_TEXT TO READ:_
+++
Alex is Sprintlaw’s co-founder and principal lawyer. Alex previously worked at a top-tier firm as a lawyer specialising in technology and media contracts, and founded a digital agency which he sold in 2015.
Thinking about selling a limited company? Whether you’re planning an exit, merging with a competitor, or passing the reins to a new owner, the way you structure the deal can make a big difference to price, risk and tax.
The good news is that with the right prep, documents and approvals, you can complete a clean sale and protect yourself along the way. In this guide, we’ll break down how to sell a limited company in the UK, the key legal steps, and the contracts and compliance issues you shouldn’t overlook.
What Does “Selling A Limited Company” Actually Mean?
In the UK, there are two main ways to sell your business:
- Share sale – You (the shareholders) sell your shares in the limited company to the buyer. The company remains the same legal entity and keeps all assets, employees, contracts and liabilities. The buyer steps into your shoes as the new owner.
- Asset sale (business sale) – The company sells selected assets and business undertakings (for example, stock, equipment, IP, customer contracts, goodwill) to the buyer. The limited company itself is not sold; it may remain with you and can be wound up or repurposed afterwards.
Each route has different commercial, legal and tax implications. A share sale is often simpler for continuity (the company carries on with the same contracts, employees and licences), but buyers sometimes prefer an asset sale to “cherry pick” what they’re buying and leave unwanted liabilities behind.
At a high level, a share sale is documented by a Share Sale Agreement, while an asset sale is documented by a Business Sale Agreement. We’ll unpack the other essential documents shortly.
How To Sell A Limited Company: Step-By-Step
Every deal is different, but most small business sales follow a familiar path. Here’s a practical roadmap.
1) Get Sale-Ready
- Financial housekeeping – Clean, up-to-date accounts, management reports and tax filings build buyer confidence and speed up due diligence.
- Contract tidy-up – Locate key contracts, confirm assignment or change-of-control provisions, and renew anything critical that’s nearing expiry.
- IP and ownership checks – Make sure your brand, domains, software and other IP are actually owned by the company (not founders or contractors). If gaps exist, fix them now (for example, with an IP Assignment).
- People and policies – Ensure employment contracts, handbooks and policies are current and compliant. Resolve any pending disputes where possible.
2) Protect Confidential Information
Before you share financials, customer lists or trade secrets, ask the buyer to sign a Non-Disclosure Agreement (NDA). This sets boundaries around what they can do with your information and helps protect your position if the deal doesn’t proceed.
3) Agree Heads Of Terms
Heads of terms (also called a term sheet or letter of intent) outline the key commercial points: price, what’s included, completion conditions, target timeline and any exclusivity period. They’re usually not legally binding (except for confidentiality and exclusivity), but they set expectations and help your advisers focus on the right issues.
4) Due Diligence
Expect detailed questions about your financials, legal structure, contracts, licences, IP, HR and data protection. Being organised here not only keeps the momentum but can support a better price. A seller-side pack can streamline this process; for busy owners, a curated Legal Due Diligence Package can help you present documents clearly and address red flags early.
+++
_RECORDS SHOWN:_
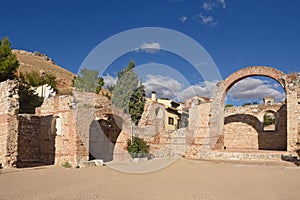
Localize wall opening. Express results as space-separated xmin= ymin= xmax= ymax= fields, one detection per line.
xmin=218 ymin=67 xmax=287 ymax=150
xmin=89 ymin=115 xmax=123 ymax=162
xmin=263 ymin=112 xmax=276 ymax=132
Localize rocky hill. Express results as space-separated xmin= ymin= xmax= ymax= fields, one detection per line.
xmin=13 ymin=50 xmax=75 ymax=94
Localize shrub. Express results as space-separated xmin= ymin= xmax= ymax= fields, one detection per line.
xmin=127 ymin=137 xmax=150 ymax=158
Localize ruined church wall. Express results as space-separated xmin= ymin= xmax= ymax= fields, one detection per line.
xmin=37 ymin=96 xmax=88 ymax=167
xmin=0 ymin=80 xmax=19 ymax=167
xmin=17 ymin=114 xmax=55 ymax=167
xmin=223 ymin=104 xmax=287 ymax=150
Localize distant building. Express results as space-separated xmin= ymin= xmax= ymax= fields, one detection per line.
xmin=148 ymin=92 xmax=188 ymax=130
xmin=264 ymin=96 xmax=275 ymax=106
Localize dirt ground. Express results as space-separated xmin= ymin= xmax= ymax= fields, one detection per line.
xmin=0 ymin=158 xmax=300 ymax=200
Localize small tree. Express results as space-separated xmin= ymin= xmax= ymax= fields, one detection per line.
xmin=0 ymin=37 xmax=19 ymax=82
xmin=129 ymin=84 xmax=146 ymax=125
xmin=19 ymin=82 xmax=43 ymax=114
xmin=112 ymin=61 xmax=139 ymax=114
xmin=73 ymin=68 xmax=104 ymax=93
xmin=127 ymin=137 xmax=150 ymax=158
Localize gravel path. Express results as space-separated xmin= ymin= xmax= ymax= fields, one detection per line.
xmin=0 ymin=159 xmax=300 ymax=200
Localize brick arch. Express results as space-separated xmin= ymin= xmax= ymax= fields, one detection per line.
xmin=208 ymin=66 xmax=289 ymax=149
xmin=222 ymin=66 xmax=286 ymax=102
+++
_WRITTEN EXERCISE 1:_
Summarize the guide on selling a limited company in two sentences.
_WRITTEN EXERCISE 2:_
Carry on the guide on selling a limited company from the point where it stops.
The records come from a separate source and have nothing to do with the guide.

_FINAL ANSWER 1:_
A UK limited company can be sold through a share sale, in which shareholders sell their shares and the company remains the same legal entity, or through an asset sale, in which the company sells selected assets while the company itself is not sold. Most small business sales follow a familiar path: getting sale-ready, protecting confidential information with an NDA, agreeing heads of terms, and going through due diligence.

_FINAL ANSWER 2:_
5) Choose Deal Structure: Share Sale Or Asset Sale
Work with your lawyer and tax adviser to decide which route best fits your goals and risk profile. Consider:
- Continuity – Share sales preserve contracts and licences. Asset sales may require assignments, novations and fresh registrations.
- Liabilities – Buyers can ringfence liabilities more easily in asset deals. Share buyers take the company “as is,” mitigated by warranties and indemnities.
- Tax – There can be differences in capital gains treatment for sellers and stamp duty/VAT consequences. Get tailored tax advice early.
6) Draft The Core Contracts
Your main transaction agreement will be either the Share Sale Agreement or the Business Sale Agreement. It will include the price mechanism (fixed price, completion accounts or locked box), warranties, indemnities, restrictive covenants (non-compete and non-solicit) and the list of conditions to completion.
7) Secure Approvals And Consents
- Internal approvals – Board and shareholder approvals (under the Companies Act 2006 and your Articles). Some sales require a special resolution.
- Third-party consents – Landlord, franchisor, suppliers, lenders or key customers. If you’re transferring a premises, you may need to consider assigning a lease.
- Regulatory – Sector-specific approvals or notifications where relevant (for example, FCA permissions or local authority licences).
8) Completion And Post-Completion
On completion day, money moves, documents are signed and dated, and ownership transfers. Use a tight checklist so nothing is missed – a structured Completion Checklist helps coordinate signatures, filings and handover items. After completion, you’ll typically handle company secretarial filings (such as Companies House updates), tax returns, and handover support under any agreed transition plan.
Key Legal Documents When Selling A Limited Company
Here are the usual suspects you’ll encounter. Not every deal needs every document, but this list will help you spot what’s missing.
- Non-Disclosure Agreement (NDA) – Keeps your confidential information protected during discussions and diligence. A tailored Non-Disclosure Agreement is essential before sharing data rooms.
- Heads Of Terms – Records core commercial terms, often including exclusivity and a target timetable.
- Share Sale Agreement – Used for a share sale. Covers price, completion mechanics, warranties and indemnities, restrictive covenants, tax covenants and limitations on seller liability. See our Share Sale Agreement.
- Business Sale Agreement – Used for an asset sale. Schedules list the assets, employees, contracts and IP being transferred; apportionments and VAT/TOGC treatment are addressed. Explore our Business Sale Agreement.
- Disclosure Letter – Your chance to qualify the warranties by disclosing known issues. Properly prepared disclosures are a key risk control for sellers.
- IP Assignment/Transfer Documents – Transfers trade marks, domains, software code or other IP to the buyer where required. Consider a formal IP Assignment to avoid ownership gaps.
- Data Sharing Agreement – If you need to share personal data during diligence or transfer customer databases at completion, a structured Data Sharing Agreement helps with UK GDPR and Data Protection Act 2018 compliance.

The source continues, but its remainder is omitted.